(Natural-language object grounding data)
Content starts

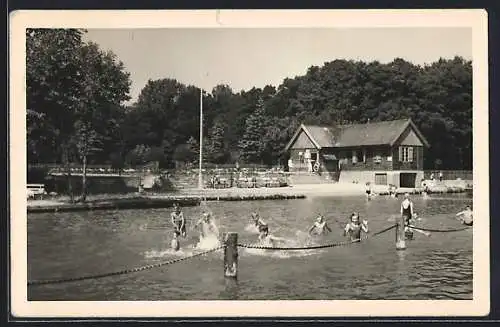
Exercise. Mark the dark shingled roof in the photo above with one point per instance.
(375, 133)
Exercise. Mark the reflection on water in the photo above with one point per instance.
(63, 245)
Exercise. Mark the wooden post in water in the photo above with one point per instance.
(231, 255)
(400, 233)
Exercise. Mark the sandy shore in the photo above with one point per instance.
(232, 194)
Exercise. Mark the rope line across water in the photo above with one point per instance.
(323, 246)
(121, 272)
(439, 230)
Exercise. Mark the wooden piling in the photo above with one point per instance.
(400, 234)
(231, 255)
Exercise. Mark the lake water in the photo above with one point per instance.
(64, 245)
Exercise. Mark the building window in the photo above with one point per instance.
(354, 156)
(406, 154)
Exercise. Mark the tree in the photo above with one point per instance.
(105, 86)
(53, 80)
(216, 151)
(76, 88)
(252, 144)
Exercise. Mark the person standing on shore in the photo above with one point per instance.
(178, 221)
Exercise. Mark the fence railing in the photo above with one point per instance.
(230, 244)
(449, 174)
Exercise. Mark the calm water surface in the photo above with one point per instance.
(64, 245)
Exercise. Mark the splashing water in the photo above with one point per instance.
(251, 228)
(182, 252)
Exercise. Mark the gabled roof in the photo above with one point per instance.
(376, 133)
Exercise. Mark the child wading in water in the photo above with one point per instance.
(208, 227)
(354, 228)
(175, 244)
(409, 217)
(178, 220)
(368, 190)
(466, 216)
(257, 220)
(266, 239)
(320, 227)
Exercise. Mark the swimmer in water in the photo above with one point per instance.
(466, 216)
(320, 227)
(354, 228)
(208, 226)
(368, 191)
(266, 239)
(175, 244)
(178, 221)
(257, 221)
(409, 217)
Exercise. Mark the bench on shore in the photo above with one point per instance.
(34, 190)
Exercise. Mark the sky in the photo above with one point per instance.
(246, 57)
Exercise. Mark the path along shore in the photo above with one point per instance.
(192, 197)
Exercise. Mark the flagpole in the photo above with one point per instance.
(200, 177)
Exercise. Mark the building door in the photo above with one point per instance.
(407, 179)
(381, 179)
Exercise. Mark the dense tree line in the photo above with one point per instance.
(76, 111)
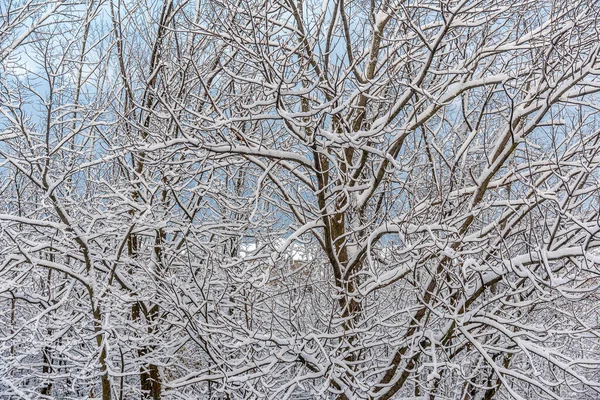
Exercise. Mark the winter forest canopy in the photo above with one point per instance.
(299, 199)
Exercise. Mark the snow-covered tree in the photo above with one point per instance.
(337, 199)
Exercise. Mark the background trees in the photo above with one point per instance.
(291, 198)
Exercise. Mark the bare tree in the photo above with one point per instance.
(278, 199)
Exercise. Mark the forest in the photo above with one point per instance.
(300, 199)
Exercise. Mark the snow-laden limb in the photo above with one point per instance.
(299, 199)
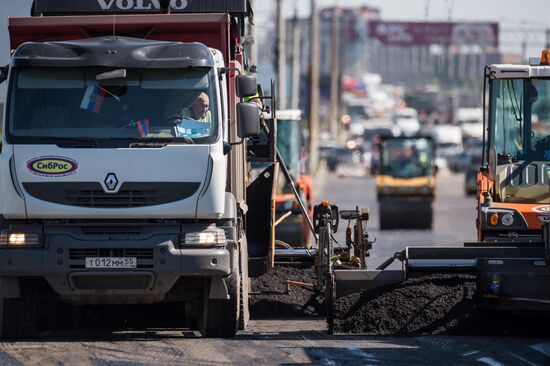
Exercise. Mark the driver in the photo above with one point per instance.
(198, 110)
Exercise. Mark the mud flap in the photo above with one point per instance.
(513, 284)
(260, 220)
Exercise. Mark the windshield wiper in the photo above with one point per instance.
(149, 145)
(74, 142)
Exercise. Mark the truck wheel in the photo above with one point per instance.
(18, 316)
(220, 318)
(244, 311)
(386, 221)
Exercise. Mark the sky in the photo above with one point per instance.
(510, 12)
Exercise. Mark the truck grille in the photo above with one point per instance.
(77, 256)
(131, 194)
(110, 230)
(112, 200)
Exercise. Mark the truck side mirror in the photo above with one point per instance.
(248, 117)
(247, 86)
(3, 73)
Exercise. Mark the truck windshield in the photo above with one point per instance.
(50, 104)
(407, 158)
(520, 119)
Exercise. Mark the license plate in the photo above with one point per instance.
(111, 262)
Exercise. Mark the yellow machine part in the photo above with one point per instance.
(392, 186)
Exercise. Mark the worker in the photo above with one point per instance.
(198, 110)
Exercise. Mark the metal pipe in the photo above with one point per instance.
(290, 181)
(296, 253)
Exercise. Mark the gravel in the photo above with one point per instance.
(299, 302)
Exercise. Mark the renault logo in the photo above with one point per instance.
(111, 181)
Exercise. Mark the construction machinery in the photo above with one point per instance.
(512, 184)
(405, 183)
(117, 187)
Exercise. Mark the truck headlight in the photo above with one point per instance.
(507, 219)
(17, 239)
(425, 189)
(205, 237)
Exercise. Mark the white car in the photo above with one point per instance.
(407, 121)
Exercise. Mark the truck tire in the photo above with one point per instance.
(18, 315)
(220, 318)
(244, 311)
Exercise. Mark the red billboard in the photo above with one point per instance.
(395, 33)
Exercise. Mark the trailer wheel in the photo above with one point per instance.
(220, 318)
(18, 315)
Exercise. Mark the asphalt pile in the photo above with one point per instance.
(432, 304)
(429, 305)
(269, 299)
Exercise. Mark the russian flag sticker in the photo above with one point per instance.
(143, 127)
(93, 99)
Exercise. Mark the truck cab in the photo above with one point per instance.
(123, 168)
(513, 189)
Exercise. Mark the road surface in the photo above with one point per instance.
(303, 342)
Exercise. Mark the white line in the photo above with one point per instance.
(522, 359)
(489, 361)
(470, 353)
(324, 360)
(543, 348)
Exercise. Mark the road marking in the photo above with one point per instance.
(362, 354)
(543, 348)
(522, 359)
(489, 361)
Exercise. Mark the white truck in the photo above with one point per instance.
(116, 187)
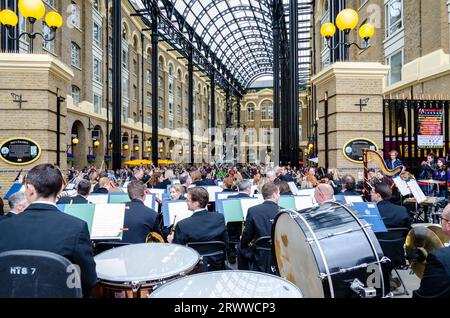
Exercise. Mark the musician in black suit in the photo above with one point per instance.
(43, 227)
(259, 223)
(394, 216)
(17, 204)
(435, 282)
(349, 186)
(202, 226)
(83, 189)
(140, 220)
(235, 228)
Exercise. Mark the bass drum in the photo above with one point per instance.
(324, 249)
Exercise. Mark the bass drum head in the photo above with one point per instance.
(292, 254)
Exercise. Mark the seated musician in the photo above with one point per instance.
(435, 282)
(259, 223)
(393, 162)
(349, 186)
(43, 227)
(140, 220)
(202, 226)
(17, 204)
(235, 228)
(177, 192)
(440, 174)
(83, 188)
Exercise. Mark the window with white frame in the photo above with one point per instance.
(251, 112)
(76, 94)
(149, 77)
(395, 61)
(96, 5)
(48, 45)
(97, 103)
(394, 16)
(97, 71)
(75, 15)
(75, 55)
(149, 99)
(97, 34)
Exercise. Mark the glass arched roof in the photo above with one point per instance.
(237, 32)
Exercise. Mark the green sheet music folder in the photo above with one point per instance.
(84, 212)
(232, 210)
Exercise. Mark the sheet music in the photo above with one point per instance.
(212, 192)
(353, 198)
(108, 221)
(416, 191)
(303, 202)
(247, 204)
(225, 195)
(178, 209)
(402, 186)
(98, 198)
(293, 188)
(157, 192)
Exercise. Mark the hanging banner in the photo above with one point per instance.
(430, 128)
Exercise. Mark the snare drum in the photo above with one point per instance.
(228, 284)
(133, 271)
(324, 249)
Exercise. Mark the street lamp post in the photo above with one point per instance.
(346, 21)
(33, 11)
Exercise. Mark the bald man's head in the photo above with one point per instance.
(445, 220)
(323, 193)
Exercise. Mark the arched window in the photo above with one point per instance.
(267, 110)
(251, 112)
(75, 55)
(76, 95)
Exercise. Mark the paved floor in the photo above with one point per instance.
(411, 282)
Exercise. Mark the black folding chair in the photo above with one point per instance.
(392, 244)
(263, 260)
(38, 274)
(213, 254)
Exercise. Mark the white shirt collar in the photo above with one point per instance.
(44, 202)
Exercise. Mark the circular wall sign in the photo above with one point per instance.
(20, 151)
(353, 149)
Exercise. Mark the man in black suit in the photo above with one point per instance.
(259, 223)
(349, 186)
(235, 228)
(435, 282)
(202, 226)
(43, 227)
(140, 220)
(83, 189)
(393, 216)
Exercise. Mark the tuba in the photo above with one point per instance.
(372, 155)
(422, 240)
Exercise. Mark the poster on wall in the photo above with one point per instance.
(19, 151)
(430, 128)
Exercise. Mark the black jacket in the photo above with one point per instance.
(78, 199)
(140, 220)
(394, 215)
(43, 227)
(259, 223)
(436, 279)
(203, 226)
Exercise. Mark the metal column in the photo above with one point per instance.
(117, 84)
(191, 104)
(155, 90)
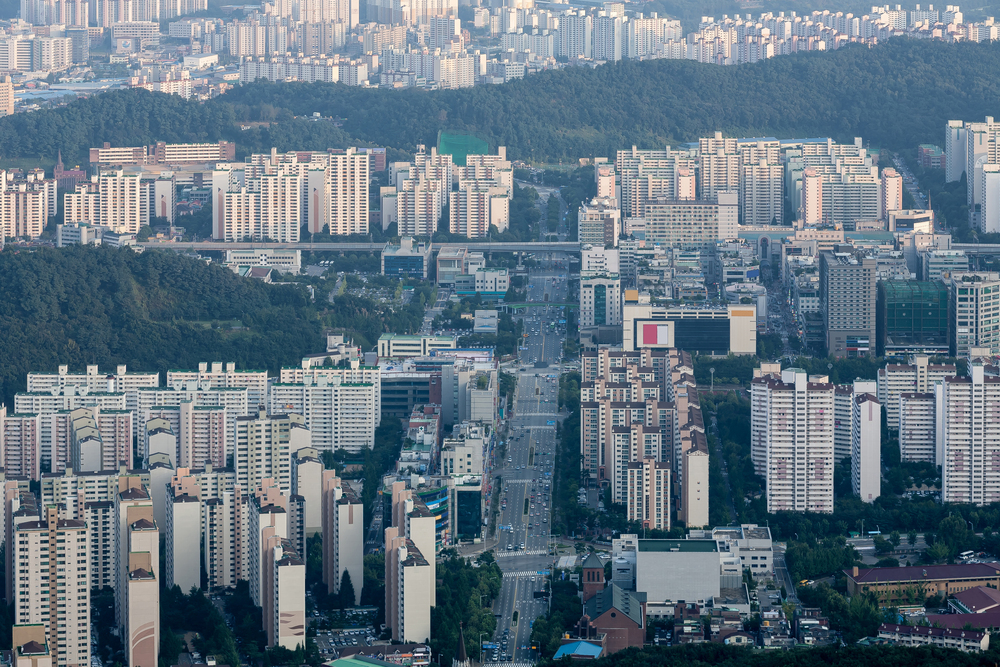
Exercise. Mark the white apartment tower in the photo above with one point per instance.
(969, 436)
(866, 447)
(796, 413)
(648, 493)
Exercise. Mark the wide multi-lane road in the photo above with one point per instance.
(523, 548)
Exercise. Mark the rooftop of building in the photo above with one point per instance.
(926, 572)
(685, 546)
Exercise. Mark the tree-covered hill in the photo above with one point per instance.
(154, 311)
(895, 95)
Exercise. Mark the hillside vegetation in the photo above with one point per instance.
(83, 305)
(896, 95)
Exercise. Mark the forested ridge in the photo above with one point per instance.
(152, 311)
(895, 95)
(827, 656)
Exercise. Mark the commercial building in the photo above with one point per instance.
(969, 437)
(343, 535)
(795, 414)
(60, 605)
(399, 346)
(892, 585)
(975, 298)
(409, 259)
(912, 317)
(279, 259)
(866, 447)
(847, 302)
(705, 330)
(919, 376)
(672, 570)
(967, 641)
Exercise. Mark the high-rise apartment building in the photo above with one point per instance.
(918, 427)
(891, 195)
(51, 586)
(339, 415)
(600, 300)
(847, 303)
(218, 375)
(866, 447)
(975, 312)
(343, 535)
(762, 193)
(969, 437)
(648, 493)
(137, 593)
(919, 376)
(21, 444)
(600, 222)
(795, 413)
(183, 532)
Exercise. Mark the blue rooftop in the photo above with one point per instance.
(580, 649)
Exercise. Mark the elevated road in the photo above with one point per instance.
(541, 246)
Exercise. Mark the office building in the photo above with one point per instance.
(264, 444)
(338, 415)
(919, 376)
(975, 298)
(600, 222)
(796, 414)
(343, 536)
(866, 447)
(60, 605)
(648, 493)
(912, 317)
(847, 303)
(408, 259)
(969, 437)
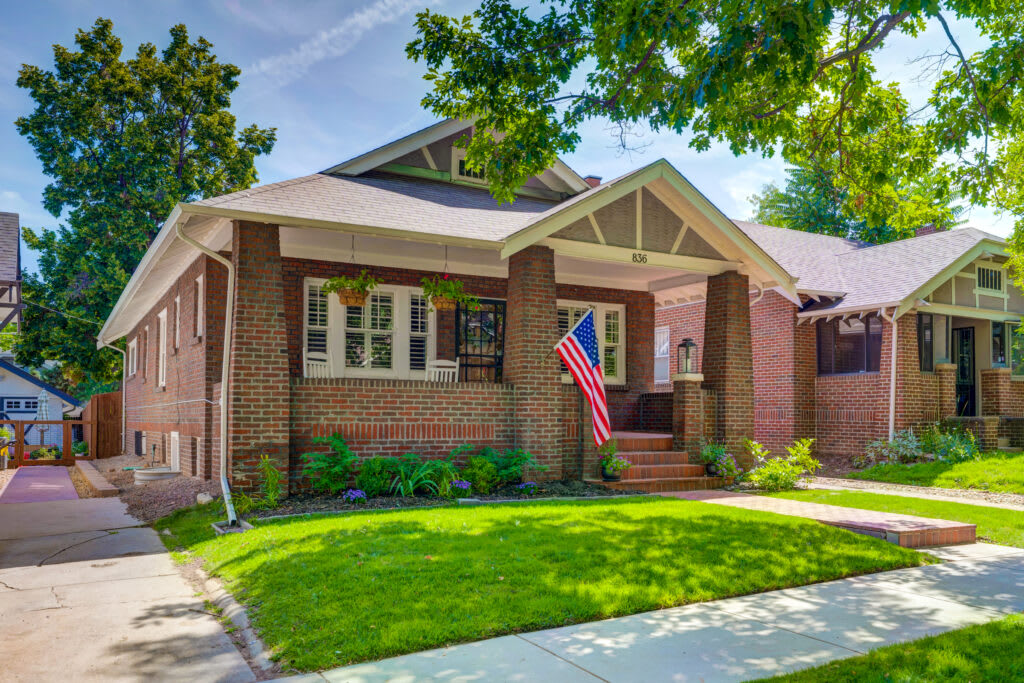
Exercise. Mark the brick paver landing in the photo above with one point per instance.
(905, 530)
(39, 484)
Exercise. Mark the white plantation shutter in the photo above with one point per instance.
(316, 319)
(418, 332)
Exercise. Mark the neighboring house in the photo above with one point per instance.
(407, 210)
(10, 271)
(19, 400)
(824, 368)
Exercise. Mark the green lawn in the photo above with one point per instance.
(999, 472)
(986, 652)
(332, 590)
(994, 524)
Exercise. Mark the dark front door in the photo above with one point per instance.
(964, 349)
(480, 339)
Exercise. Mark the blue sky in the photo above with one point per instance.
(333, 78)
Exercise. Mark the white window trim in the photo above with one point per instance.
(667, 330)
(133, 356)
(400, 340)
(459, 155)
(599, 310)
(162, 348)
(200, 305)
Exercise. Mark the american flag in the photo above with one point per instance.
(580, 352)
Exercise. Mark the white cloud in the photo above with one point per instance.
(333, 42)
(740, 186)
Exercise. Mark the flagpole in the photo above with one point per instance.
(590, 309)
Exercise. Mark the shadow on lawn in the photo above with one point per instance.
(1000, 472)
(329, 591)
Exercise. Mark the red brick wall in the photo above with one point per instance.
(844, 413)
(1000, 393)
(394, 417)
(258, 390)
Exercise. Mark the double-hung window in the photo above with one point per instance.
(849, 346)
(162, 348)
(390, 336)
(1008, 347)
(609, 323)
(132, 356)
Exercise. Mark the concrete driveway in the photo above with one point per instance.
(86, 594)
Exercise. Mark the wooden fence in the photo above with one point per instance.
(103, 410)
(17, 449)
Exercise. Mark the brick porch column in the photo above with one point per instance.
(728, 367)
(946, 375)
(995, 391)
(687, 413)
(530, 364)
(259, 388)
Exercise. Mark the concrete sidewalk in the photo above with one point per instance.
(86, 594)
(740, 638)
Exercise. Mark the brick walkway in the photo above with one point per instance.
(905, 530)
(39, 484)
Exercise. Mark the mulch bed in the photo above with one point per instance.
(309, 503)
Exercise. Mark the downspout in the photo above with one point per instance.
(892, 373)
(124, 394)
(225, 487)
(761, 294)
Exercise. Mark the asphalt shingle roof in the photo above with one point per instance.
(867, 274)
(387, 201)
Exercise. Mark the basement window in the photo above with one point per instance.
(850, 346)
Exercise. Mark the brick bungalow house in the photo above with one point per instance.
(407, 210)
(825, 368)
(258, 258)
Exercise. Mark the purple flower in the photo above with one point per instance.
(354, 496)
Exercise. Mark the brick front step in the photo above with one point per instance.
(665, 485)
(642, 441)
(670, 471)
(655, 457)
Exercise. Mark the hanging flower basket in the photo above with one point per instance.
(442, 303)
(351, 291)
(444, 293)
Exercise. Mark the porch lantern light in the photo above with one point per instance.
(686, 356)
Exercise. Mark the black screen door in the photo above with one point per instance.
(480, 340)
(964, 348)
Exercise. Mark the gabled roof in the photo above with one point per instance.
(29, 377)
(859, 275)
(392, 203)
(388, 153)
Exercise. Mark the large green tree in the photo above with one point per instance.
(795, 77)
(123, 141)
(812, 202)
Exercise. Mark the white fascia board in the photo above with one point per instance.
(402, 145)
(983, 246)
(724, 223)
(158, 247)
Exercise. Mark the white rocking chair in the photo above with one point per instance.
(316, 365)
(442, 371)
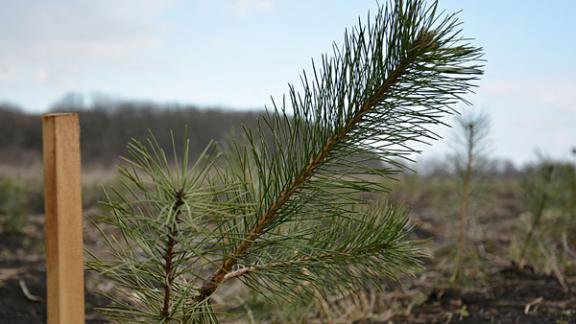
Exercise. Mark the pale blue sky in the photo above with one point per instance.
(236, 53)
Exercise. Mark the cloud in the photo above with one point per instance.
(558, 93)
(64, 36)
(245, 7)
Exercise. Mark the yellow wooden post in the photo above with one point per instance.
(63, 226)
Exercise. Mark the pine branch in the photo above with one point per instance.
(344, 126)
(170, 254)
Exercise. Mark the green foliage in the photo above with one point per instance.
(13, 204)
(283, 210)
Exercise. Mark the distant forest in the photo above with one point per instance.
(107, 126)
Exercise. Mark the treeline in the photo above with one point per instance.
(106, 128)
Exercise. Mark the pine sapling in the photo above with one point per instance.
(473, 129)
(282, 210)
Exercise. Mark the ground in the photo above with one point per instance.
(504, 293)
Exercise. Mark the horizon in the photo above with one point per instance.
(218, 55)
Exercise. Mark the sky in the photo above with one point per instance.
(238, 53)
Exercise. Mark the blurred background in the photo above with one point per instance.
(235, 54)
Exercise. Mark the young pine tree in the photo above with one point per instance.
(282, 210)
(472, 131)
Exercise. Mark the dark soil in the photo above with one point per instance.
(21, 263)
(510, 296)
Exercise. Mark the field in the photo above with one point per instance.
(495, 285)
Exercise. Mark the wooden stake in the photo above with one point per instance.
(63, 227)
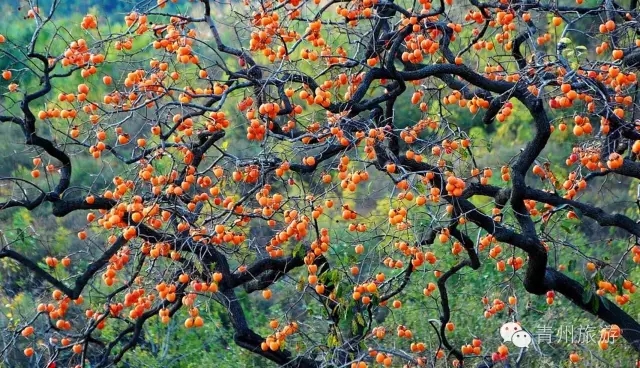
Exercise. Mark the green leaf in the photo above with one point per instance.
(299, 251)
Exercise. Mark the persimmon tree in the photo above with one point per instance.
(248, 148)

Content ends

- WORK ITEM -
Return verbatim every line from the line containing "Exercise. Mark the treeline" to the last line of the entries above, inclusive, and leave out the pictures.

- EXERCISE SOLUTION -
Exercise. Mark the treeline in the photo above with one point per instance.
(106, 128)
Exercise. Mark the pine sapling in the photo above with one point per instance.
(473, 129)
(282, 210)
Exercise. Mark the ground in the photo above with one point per instance.
(504, 293)
Exercise. Mark the horizon in the photo above with one point per instance.
(218, 55)
Exercise. Mark the sky in the photo above with one point per instance.
(238, 53)
Exercise. Mark the blurred background in the photo above with one point per instance.
(235, 54)
Exercise. Mark the young pine tree in the photo above with one point per instance.
(282, 210)
(472, 131)
Exercise. Mark the dark soil in the photo above with one point per instance.
(21, 263)
(510, 296)
Exercise. Mark the field in the photo above with one point per instance.
(495, 285)
Exercise. Mark the wooden stake in the photo above with one point per instance.
(63, 227)
Exercise. Mark the green leaf in the photo above with one point per instance.
(299, 251)
Exercise. Mark the persimmon tree in the photo above with one point per instance.
(248, 148)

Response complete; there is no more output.